• The problem:
Where does the word "notebook" show up in the data? Please find each such line and copy it.

• Given records:
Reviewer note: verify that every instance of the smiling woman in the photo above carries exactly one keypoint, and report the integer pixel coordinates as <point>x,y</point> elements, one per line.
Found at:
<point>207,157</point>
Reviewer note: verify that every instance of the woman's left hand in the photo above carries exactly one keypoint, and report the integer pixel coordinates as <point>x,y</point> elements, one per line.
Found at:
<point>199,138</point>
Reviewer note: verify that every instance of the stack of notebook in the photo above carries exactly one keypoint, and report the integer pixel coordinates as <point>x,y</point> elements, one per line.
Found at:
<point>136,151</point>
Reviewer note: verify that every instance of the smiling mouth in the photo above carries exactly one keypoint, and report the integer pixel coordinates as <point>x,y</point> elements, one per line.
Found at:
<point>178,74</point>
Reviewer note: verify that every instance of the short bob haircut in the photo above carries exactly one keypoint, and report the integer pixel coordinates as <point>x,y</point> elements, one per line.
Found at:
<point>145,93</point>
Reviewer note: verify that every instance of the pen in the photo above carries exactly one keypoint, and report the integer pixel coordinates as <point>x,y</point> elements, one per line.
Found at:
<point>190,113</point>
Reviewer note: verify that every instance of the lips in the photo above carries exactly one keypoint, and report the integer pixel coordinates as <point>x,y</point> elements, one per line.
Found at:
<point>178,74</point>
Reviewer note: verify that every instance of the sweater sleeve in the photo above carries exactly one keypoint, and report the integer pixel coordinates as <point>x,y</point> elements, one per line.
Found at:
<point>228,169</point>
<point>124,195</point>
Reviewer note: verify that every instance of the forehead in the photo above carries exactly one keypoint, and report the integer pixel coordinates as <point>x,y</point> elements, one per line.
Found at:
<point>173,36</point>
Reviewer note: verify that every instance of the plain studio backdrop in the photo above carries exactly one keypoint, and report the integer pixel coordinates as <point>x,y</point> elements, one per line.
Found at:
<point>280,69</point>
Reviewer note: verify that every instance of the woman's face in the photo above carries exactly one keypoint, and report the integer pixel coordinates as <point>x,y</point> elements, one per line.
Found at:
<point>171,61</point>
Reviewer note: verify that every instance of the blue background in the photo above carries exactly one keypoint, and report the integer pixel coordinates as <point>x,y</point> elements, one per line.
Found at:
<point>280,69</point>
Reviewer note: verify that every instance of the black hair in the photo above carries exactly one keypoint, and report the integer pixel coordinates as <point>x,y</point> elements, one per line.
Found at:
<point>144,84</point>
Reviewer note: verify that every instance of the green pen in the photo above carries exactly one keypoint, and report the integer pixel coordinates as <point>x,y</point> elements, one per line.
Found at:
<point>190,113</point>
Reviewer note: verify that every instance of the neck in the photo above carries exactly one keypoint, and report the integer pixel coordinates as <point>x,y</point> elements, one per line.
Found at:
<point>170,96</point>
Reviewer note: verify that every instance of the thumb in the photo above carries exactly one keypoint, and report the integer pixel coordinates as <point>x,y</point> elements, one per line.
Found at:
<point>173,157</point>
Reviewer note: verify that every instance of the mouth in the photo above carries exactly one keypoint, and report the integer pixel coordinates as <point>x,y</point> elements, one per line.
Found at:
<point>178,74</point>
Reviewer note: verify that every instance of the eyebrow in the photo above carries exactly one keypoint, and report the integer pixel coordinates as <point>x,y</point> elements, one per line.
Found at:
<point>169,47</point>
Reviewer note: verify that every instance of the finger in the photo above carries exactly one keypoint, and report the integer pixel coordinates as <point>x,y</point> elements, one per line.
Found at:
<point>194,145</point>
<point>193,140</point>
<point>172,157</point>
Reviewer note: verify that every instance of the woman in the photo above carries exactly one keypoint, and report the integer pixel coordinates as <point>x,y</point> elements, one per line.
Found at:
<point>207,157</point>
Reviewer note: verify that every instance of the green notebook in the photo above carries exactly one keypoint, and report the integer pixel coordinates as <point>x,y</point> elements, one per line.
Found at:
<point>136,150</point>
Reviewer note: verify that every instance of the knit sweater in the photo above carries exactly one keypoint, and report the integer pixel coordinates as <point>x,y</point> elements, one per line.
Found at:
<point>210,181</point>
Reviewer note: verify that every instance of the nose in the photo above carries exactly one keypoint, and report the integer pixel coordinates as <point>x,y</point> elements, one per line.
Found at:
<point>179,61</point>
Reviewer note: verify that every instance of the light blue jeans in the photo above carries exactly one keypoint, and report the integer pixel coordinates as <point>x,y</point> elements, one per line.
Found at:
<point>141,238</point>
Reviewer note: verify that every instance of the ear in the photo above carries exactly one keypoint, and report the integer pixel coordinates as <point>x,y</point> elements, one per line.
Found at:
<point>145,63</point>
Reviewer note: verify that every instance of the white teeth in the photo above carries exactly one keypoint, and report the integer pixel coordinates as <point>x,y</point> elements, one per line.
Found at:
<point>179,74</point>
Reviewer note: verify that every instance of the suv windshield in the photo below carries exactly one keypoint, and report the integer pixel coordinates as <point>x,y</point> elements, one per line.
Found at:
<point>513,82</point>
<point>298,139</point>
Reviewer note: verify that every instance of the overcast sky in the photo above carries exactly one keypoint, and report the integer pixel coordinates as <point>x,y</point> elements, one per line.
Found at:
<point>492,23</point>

• Answer to this exercise:
Reviewer note: verify that every instance of the stack of notebook in the photo above carries exactly one keypoint, and report the integer pixel coordinates as <point>x,y</point> elements, one per line.
Reviewer note: verify that every instance of the green notebook in the photo above carries exactly one keypoint, and report the integer pixel coordinates as <point>x,y</point> elements, one per line.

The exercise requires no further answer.